→ REQUIRED TASKS
a - In the text about the South Indian International Movie Awards, what awards are presented on the first day of the ceremony?
b - Continue the text about the South Indian International Movie Awards from where it stops.

→ QUOTED PASSAGE
- Awarded for: Excellence in the South Indian film industry
- Country: India
- Presented by: Vibri Media
- First award: 22 June 2012 (14 years ago)
- Website: www.siima.in
- Related: Celebrity Cricket League SIIMA Short Film Awards

= South Indian International Movie Awards =

The South Indian International Movie Awards (SIIMA) rewards the artistic and technical achievements of the South Indian film industry. It was launched in 2012 by Vishnu Vardhan Induri and Brinda Prasad Adusimilli to appreciate and honour film makers from across the South Indian film industries: Telugu cinema, Tamil cinema, Malayalam cinema, and Kannada cinema, and provide a platform to promote South Indian films in international markets.

==History==
The ceremony was instituted in 2012 by Vishnu Vardhan Induri, the founder of Celebrity Cricket League. Adusumilli Brinda Prasad is the chairperson of SIIMA. The awards are presented in separate parts on two different days. On the first day the most promising upcoming South Indian film artistes are honoured at the Generation Next Awards, while the second day is reserved for the main SIIMA Awards. The award nominees are selected by a jury of senior artistes and professionals and voted for by public polling.

→ GIVEN DATA
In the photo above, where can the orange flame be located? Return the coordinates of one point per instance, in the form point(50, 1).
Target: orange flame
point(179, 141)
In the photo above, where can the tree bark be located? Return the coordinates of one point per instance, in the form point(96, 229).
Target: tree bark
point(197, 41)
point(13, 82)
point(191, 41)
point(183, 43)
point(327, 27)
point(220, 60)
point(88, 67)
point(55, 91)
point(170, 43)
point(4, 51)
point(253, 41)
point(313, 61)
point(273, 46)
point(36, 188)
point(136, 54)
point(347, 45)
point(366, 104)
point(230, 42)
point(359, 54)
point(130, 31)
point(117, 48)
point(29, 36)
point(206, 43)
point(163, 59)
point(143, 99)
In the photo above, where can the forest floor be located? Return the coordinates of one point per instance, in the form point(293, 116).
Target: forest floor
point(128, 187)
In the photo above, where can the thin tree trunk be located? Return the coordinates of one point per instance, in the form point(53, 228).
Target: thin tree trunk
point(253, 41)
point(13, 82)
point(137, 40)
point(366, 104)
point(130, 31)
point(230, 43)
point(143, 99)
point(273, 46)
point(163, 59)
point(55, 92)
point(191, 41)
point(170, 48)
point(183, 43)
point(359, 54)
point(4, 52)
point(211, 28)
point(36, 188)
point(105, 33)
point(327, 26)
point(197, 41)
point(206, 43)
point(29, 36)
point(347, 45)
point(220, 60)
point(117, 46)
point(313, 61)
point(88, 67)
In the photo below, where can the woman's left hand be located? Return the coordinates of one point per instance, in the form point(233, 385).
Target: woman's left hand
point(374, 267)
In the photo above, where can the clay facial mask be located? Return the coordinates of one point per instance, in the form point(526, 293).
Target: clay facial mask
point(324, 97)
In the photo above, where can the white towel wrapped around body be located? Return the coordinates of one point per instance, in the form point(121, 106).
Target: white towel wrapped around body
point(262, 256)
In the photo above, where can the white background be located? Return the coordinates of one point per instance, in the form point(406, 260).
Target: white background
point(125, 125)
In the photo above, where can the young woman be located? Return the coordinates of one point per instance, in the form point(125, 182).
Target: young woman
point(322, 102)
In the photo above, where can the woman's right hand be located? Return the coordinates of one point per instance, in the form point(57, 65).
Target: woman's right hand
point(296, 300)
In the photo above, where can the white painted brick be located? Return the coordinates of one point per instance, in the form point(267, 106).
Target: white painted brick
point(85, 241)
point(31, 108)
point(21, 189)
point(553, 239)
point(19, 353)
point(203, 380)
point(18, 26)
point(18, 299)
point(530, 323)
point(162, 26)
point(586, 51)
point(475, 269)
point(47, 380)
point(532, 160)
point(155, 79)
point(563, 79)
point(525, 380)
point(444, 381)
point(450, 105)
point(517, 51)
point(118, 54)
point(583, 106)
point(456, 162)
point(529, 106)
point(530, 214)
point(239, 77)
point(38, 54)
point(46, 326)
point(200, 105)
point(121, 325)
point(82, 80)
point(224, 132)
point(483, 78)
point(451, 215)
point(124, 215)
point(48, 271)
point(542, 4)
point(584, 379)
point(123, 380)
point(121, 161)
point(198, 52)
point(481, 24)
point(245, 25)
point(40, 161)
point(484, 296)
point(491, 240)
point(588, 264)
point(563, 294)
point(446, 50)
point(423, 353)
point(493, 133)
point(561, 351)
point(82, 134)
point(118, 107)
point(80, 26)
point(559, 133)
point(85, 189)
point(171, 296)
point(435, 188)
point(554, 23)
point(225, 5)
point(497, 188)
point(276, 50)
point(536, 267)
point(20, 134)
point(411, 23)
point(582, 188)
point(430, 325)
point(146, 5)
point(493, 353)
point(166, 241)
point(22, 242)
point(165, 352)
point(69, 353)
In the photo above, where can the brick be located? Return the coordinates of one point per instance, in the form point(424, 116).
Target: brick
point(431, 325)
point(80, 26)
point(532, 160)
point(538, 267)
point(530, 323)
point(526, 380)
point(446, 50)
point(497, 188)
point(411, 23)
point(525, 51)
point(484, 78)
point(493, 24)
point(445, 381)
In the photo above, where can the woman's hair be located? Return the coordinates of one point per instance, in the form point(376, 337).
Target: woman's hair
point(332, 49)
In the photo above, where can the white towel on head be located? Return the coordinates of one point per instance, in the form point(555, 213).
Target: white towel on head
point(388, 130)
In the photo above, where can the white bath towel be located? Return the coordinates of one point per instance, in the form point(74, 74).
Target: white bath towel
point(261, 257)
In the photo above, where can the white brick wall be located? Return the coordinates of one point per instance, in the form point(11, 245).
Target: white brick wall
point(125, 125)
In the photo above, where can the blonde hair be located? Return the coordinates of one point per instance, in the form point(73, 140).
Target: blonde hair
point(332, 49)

→ ACTIVITY ANSWERS
a - The Generation Next Awards, which honor the most promising upcoming South Indian film artistes.

b -
The first SIIMA ceremony was held on 21–22 June 2012 at the Dubai World Trade Centre in Dubai, United Arab Emirates. Unlike other South Indian film awards, SIIMA holds its ceremony abroad. However, in 2021, SIIMA was conducted in Hyderabad, India owing to the travel restrictions due to COVID-19 pandemic.

SIIMA Short Film Awards were announced in 2017 to recognise makers and actors of short films. In September 2017, a twitter emoji was released on the platform. Invenio Origin joined as the strategic partner in January 2024, with significant stake in SIIMA and CCL, to scale-up these formats, and to launch OTT Streaming Academy Awards through, a new media IP called Indian National Cine Academy (INCA).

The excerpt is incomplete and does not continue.